▸ **PAGE**:
>>>

WESTERN HISTORY COLLECTIONS.

Established in 1927 at the University of Oklahoma (OU), the Western History Collections (WHC) holds diverse research materials on the history and culture of the American West, with special emphasis on Oklahoma, the Southwest, and the American Indian. A special collection within the University of Oklahoma Libraries, WHC is located in historic Monnet Hall on the Norman campus of the university. WHC's primary mission is to support the research and teaching programs of the University of Oklahoma.

The collections originated in a collaboration between several Oklahoma leaders. University of Oklahoma history professor Edward E. Dale began a quest in the 1920s for a collection of western historical materials to serve as a library resource for history graduate students. He enlisted the help of his friend and Oklahoma attorney Patrick J. Hurley, who later served as U.S. ambassador to China during World War II. Hurley, in turn, gained the support of oilman Frank Phillips, founder of Phillips Petroleum Company in Bartlesville, Oklahoma. He provided the initial funding for the collection, which was established as the Frank Phillips Collection on April 5, 1927, in a contract with University of Oklahoma Pres. William B. Bizzell. Dale acquired thousands of items for the Phillips Collection from 1927 until his retirement in 1952.

Although the Phillips Collection contained historical manuscripts, the University Libraries also gathered materials for its own Manuscripts Division, which operated independently of the Phillips Collection. This separate division began in 1948 with a grant from the Humanities Division of the Rockefeller Foundation. In 1957 OU history professor Arrell M. Gibson accepted an appointment as curator of both the Frank Phillips Collection and the Manuscripts Division. This dual appointment allowed both collections to be managed by a single director and led to their eventual consolidation. In 1967 the University Libraries merged the two programs into the now-familiar Western History Collections.

<<<

▸ **JOB 1**:
In the Western History Collections passage, swap "merged" for "combined" and write out the part starting at "Although the Phillips" and ending at "now-familiar Western History Collections.".
▸ **JOB 2**:
Does the Western History Collections passage support each statement below? Answer yes or no, and quote the words that decide it.
(a) The Western History Collections is housed in Monnet Hall on the Norman campus.
(b) The Manuscripts Division began in 1948 with a grant from the Ford Foundation.
(c) Edward E. Dale acquired items for the Phillips Collection until he retired in 1957.

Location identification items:
>>>

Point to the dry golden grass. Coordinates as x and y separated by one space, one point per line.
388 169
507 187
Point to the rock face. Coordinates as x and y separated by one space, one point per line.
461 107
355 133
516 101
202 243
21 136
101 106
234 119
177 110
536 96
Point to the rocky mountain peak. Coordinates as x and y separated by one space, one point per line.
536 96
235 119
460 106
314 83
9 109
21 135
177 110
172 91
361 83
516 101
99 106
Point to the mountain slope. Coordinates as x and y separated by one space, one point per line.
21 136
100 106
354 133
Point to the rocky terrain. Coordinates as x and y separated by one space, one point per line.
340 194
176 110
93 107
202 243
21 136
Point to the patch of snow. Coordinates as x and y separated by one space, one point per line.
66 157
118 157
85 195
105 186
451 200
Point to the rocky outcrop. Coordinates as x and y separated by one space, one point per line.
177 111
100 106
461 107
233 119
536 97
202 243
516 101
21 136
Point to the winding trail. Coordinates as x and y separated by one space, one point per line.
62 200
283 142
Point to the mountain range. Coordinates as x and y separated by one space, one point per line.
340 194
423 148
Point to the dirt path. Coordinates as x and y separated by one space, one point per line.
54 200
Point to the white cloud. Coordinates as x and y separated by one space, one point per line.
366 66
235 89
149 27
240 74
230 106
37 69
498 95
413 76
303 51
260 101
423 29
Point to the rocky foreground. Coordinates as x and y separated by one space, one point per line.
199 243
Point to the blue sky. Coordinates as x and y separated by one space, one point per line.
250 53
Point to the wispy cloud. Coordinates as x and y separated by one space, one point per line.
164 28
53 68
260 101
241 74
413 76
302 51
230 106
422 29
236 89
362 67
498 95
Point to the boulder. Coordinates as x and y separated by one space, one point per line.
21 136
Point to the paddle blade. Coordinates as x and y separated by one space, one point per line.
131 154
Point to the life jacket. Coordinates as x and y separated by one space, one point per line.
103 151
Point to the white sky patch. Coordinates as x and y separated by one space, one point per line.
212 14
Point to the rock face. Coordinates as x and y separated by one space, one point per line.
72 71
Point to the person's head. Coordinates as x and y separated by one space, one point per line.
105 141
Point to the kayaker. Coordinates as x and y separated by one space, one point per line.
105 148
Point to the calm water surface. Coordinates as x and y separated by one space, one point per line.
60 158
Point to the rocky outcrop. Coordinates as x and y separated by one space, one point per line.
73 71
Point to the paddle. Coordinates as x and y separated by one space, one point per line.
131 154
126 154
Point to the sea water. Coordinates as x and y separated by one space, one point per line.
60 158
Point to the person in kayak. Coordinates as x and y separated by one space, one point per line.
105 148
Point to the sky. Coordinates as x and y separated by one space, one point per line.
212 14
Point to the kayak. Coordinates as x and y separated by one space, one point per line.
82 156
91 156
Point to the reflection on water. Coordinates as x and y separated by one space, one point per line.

<<<

▸ **EXERCISE OUTPUT 1**:
Although the Phillips Collection contained historical manuscripts, the University Libraries also gathered materials for its own Manuscripts Division, which operated independently of the Phillips Collection. This separate division began in 1948 with a grant from the Humanities Division of the Rockefeller Foundation. In 1957 OU history professor Arrell M. Gibson accepted an appointment as curator of both the Frank Phillips Collection and the Manuscripts Division. This dual appointment allowed both collections to be managed by a single director and led to their eventual consolidation. In 1967 the University Libraries combined the two programs into the now-familiar Western History Collections.

▸ **EXERCISE OUTPUT 2**:
(a) Yes: "WHC is located in historic Monnet Hall on the Norman campus of the university."
(b) No: "This separate division began in 1948 with a grant from the Humanities Division of the Rockefeller Foundation."
(c) No: "Dale acquired thousands of items for the Phillips Collection from 1927 until his retirement in 1952."